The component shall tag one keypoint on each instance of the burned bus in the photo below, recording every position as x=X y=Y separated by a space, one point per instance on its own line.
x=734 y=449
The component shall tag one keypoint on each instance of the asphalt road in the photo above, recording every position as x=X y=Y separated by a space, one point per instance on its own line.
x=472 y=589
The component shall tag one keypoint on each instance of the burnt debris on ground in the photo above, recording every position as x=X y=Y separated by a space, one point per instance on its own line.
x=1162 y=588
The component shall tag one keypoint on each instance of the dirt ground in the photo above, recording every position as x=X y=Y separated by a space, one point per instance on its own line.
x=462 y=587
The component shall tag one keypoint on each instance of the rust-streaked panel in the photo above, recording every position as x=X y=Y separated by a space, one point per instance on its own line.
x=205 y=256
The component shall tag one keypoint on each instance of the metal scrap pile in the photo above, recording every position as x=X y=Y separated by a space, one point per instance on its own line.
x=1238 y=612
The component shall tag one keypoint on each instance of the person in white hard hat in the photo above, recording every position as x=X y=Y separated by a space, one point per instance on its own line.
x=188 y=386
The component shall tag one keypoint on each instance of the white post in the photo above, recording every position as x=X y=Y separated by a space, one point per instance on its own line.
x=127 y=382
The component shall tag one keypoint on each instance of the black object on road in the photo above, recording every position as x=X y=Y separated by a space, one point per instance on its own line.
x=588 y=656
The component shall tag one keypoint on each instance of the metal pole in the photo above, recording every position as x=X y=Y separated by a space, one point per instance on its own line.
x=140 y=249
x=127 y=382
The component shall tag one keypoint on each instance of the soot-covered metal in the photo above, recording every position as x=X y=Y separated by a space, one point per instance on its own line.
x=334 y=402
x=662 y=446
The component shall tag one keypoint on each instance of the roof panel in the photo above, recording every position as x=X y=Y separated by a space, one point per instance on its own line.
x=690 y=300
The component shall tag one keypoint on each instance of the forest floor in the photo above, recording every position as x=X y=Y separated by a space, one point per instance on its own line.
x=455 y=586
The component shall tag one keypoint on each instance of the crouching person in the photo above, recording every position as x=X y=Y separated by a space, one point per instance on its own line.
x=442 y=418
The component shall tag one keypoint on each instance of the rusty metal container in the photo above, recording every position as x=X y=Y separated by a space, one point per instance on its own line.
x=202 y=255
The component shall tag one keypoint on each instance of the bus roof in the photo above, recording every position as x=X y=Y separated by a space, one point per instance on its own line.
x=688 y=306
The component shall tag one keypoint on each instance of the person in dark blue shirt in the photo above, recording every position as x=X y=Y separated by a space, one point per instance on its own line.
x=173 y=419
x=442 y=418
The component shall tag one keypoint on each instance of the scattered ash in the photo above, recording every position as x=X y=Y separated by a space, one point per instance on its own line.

▶ WORK TO COMPLETE: The data must be given again in full, exactly as written.

▶ EXERCISE RESPONSE:
The component shall tag one keypoint on each instance of the burned bus in the photo below, recording every position as x=X y=Y separated by a space, one point per instance on its own line.
x=734 y=449
The component shall tag one keypoint on each instance of the asphalt road in the photo above, recording every position as x=X y=Y separated by a space, one point per instance on its own line.
x=472 y=589
The component shall tag one keypoint on each instance of the burnt debris on ground in the photo above, recording every position as x=X y=Y separated by a space, one point per instance on its own line.
x=1162 y=588
The component shall tag one keypoint on each instance of the dirt ground in the photo above, recording every position as x=X y=Y separated by a space, one point per instance on its own line.
x=462 y=587
The component shall tag one keypoint on each instance of the rust-streaked panel in the photo above, recording every position as x=X y=Y separated by a space, one point per instance on its own line.
x=205 y=256
The component shall tag one keypoint on each instance of the metal scrap pile in the photo above, recording every position as x=X y=Y separated by a space, one point per instance on its own line.
x=1238 y=612
The component shall tag one keypoint on each instance of the person in white hard hat in the photo above, recording every position as x=X y=Y separated by a space, one point per instance on its own line.
x=188 y=386
The component shall tag one keypoint on each instance of the white post in the photo above, recording every position as x=X y=Y separated by a space, one point per instance on its own line.
x=127 y=382
The component shall tag one keypoint on each instance of the black object on road in the photo above, recording every position as x=X y=Y separated by a space, one point per instance on its own line.
x=588 y=656
The component shall tag one keypoint on each instance of the metal pole in the photo above, recording every position as x=X y=Y separated by a space, one point per instance on its own line.
x=140 y=249
x=127 y=382
The component shall tag one keypoint on each instance of the soot-covered metal in the photo above, recording every position as x=X y=Y separated by a space, one point per instance on its own line.
x=334 y=402
x=662 y=446
The component shall tag one keypoint on each instance of the roof panel in the photo above, recording every position as x=X y=Y separated by a space, one point per instance on its own line.
x=690 y=300
The component shall tag one keypoint on each instance of the forest floor in the photo above, recording every position as x=X y=Y separated by a space, one point per instance on its own line.
x=455 y=586
The component shall tag one keypoint on each instance of the crouching person in the photo above, recording every position as x=X y=Y separated by a space, one point per instance on its own line.
x=442 y=418
The component shall tag one keypoint on each instance of the rusty metal container in the photo above, recording every position as x=X y=Y separated by a space, one point per instance on its own line.
x=202 y=255
The component shall tag one keypoint on each instance of the bus roof in the photo above, recording every position as x=X y=Y separated by a space, one point per instance on its own line.
x=688 y=306
The component shall tag one keypoint on each instance of the person in dark blue shirt in the photo above, recording every position as x=X y=Y separated by a space, one point per instance on its own line.
x=173 y=419
x=442 y=418
The component shall tag one keypoint on each instance of the scattered ash in the photo above, recording every position as x=X y=Y separated by a space, one point per instance on its own line.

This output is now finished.